What you are asked to do |
Provide the data again in its entirety, exactly as given.

[Extracted data entries]
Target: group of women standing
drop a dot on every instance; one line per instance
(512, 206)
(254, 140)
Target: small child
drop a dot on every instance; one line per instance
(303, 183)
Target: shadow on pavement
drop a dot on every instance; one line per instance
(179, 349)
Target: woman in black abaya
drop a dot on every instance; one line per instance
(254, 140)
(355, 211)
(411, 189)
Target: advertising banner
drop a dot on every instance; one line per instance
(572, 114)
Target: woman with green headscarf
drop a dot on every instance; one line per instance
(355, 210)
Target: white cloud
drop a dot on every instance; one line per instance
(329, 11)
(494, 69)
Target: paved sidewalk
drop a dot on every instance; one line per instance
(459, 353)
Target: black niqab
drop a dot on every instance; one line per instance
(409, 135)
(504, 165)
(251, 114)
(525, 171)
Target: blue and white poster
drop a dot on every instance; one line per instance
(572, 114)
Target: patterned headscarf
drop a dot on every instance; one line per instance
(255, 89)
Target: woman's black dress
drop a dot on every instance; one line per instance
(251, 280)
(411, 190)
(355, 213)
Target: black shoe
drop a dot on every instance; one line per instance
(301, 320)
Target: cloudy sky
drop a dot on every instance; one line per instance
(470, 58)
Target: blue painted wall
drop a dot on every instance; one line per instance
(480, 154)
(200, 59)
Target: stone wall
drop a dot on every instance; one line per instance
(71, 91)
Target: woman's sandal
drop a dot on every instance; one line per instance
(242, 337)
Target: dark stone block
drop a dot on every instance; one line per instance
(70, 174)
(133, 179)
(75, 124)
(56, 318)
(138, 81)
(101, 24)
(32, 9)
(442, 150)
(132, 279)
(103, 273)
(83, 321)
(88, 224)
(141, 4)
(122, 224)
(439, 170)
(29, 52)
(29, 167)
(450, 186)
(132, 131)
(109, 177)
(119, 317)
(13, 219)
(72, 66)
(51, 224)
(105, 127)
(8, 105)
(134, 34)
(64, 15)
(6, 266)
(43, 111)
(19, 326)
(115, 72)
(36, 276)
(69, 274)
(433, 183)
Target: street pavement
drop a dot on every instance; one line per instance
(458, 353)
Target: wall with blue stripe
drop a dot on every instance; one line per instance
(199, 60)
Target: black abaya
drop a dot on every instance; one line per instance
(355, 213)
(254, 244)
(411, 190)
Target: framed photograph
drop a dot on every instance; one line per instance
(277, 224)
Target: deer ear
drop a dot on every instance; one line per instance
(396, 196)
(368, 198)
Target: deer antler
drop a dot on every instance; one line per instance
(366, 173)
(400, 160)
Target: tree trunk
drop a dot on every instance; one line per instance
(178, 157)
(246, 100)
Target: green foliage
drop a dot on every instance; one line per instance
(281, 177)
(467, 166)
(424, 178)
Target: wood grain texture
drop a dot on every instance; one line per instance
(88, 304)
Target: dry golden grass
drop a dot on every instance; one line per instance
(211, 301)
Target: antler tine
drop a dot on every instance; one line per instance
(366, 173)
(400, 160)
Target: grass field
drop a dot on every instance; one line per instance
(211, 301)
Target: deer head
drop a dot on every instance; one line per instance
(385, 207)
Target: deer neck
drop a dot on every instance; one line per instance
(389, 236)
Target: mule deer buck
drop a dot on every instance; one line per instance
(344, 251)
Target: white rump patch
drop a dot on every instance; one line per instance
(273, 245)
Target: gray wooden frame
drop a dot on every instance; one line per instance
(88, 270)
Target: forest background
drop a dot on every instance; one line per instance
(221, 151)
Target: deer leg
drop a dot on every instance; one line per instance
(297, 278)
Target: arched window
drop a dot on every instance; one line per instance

The reply |
Target: group of women standing
drop a dot on every instance; one line per instance
(512, 206)
(254, 140)
Target: small child
drop a dot on every instance; one line per instance
(303, 183)
Target: shadow on pavement
drop a dot on every instance; one line per instance
(179, 349)
Target: woman in black abaya
drop a dot on every instance; one line per instance
(254, 140)
(355, 211)
(411, 189)
Target: advertising banner
drop a dot on every instance; one line per instance
(572, 114)
Target: woman with green headscarf
drop a dot on every instance; one line per instance
(355, 210)
Target: white cloud
drop a dot on every instance; one line per instance
(329, 11)
(494, 69)
Target: paved sidewalk
drop a dot on every instance; one line per instance
(459, 353)
Target: black niqab
drop a dot on every instance; one line per instance
(409, 135)
(504, 165)
(251, 114)
(525, 171)
Target: blue and white poster
drop a dot on every instance; one line per instance
(572, 114)
Target: patterned headscarf
drop a dot on every instance; one line per instance
(255, 89)
Target: woman's black dress
drop a dot on every instance; one line per instance
(251, 280)
(411, 190)
(355, 213)
Target: black shoe
drop a dot on every instance; one line per instance
(301, 320)
Target: cloudy sky
drop a dot on every instance; one line per instance
(470, 58)
Target: blue painted wall
drop a dot on every instance; one line per instance
(480, 154)
(200, 59)
Target: stone wall
drop a dot on every instance; one line per instance
(71, 91)
Target: woman's sandal
drop a dot on every instance; one line per instance
(242, 337)
Target: dark stone block
drop a dot on every instance; one line per instance
(70, 174)
(133, 179)
(75, 124)
(56, 318)
(138, 81)
(101, 24)
(32, 9)
(442, 150)
(132, 279)
(103, 273)
(83, 321)
(88, 224)
(141, 4)
(122, 224)
(439, 170)
(29, 52)
(29, 167)
(450, 186)
(132, 131)
(109, 177)
(119, 317)
(13, 219)
(72, 66)
(51, 224)
(105, 127)
(8, 105)
(134, 34)
(64, 15)
(6, 266)
(43, 111)
(19, 326)
(115, 72)
(36, 276)
(69, 274)
(433, 183)
Target: street pavement
drop a dot on every instance; one line per instance
(458, 353)
Target: wall with blue stripe
drop a dot on every instance; one line per instance
(199, 60)
Target: black abaya
drop a dot on every instance; one line per instance
(355, 213)
(254, 244)
(411, 190)
Target: framed photograph
drop a dot on every instance; one line per instance
(277, 224)
Target: deer ear
drop a dot on every instance; one line per instance
(396, 196)
(368, 198)
Target: deer antler
drop a dot on every instance; one line per instance
(366, 173)
(400, 160)
Target: tree trunk
drop a dot on every instance; one line per instance
(178, 157)
(246, 100)
Target: green foliage
drop a dot on every instance; one line per instance
(281, 177)
(467, 166)
(424, 178)
Target: wood grain texture
drop a dot on every instance; one line per instance
(88, 304)
Target: dry golden grass
drop a dot on every instance; one line per instance
(211, 301)
Target: antler tine
drop a dot on every instance; one line per instance
(366, 173)
(400, 160)
Target: grass field
drop a dot on every instance; one line per instance
(211, 301)
Target: deer head
drop a dot on every instance; one line per instance
(385, 207)
Target: deer neck
drop a dot on every instance; one line per instance
(389, 236)
Target: mule deer buck
drop a dot on every instance; one line per instance
(344, 251)
Target: white rump patch
drop a dot on every instance; one line per instance
(273, 245)
Target: gray wooden frame
drop a dot on every instance; one line per instance
(88, 270)
Target: forest background
drop a dot on every instance; one line per instance
(221, 151)
Target: deer leg
drop a dot on every instance; one line per instance
(297, 278)
Target: arched window
drop a dot on every instance; one line per instance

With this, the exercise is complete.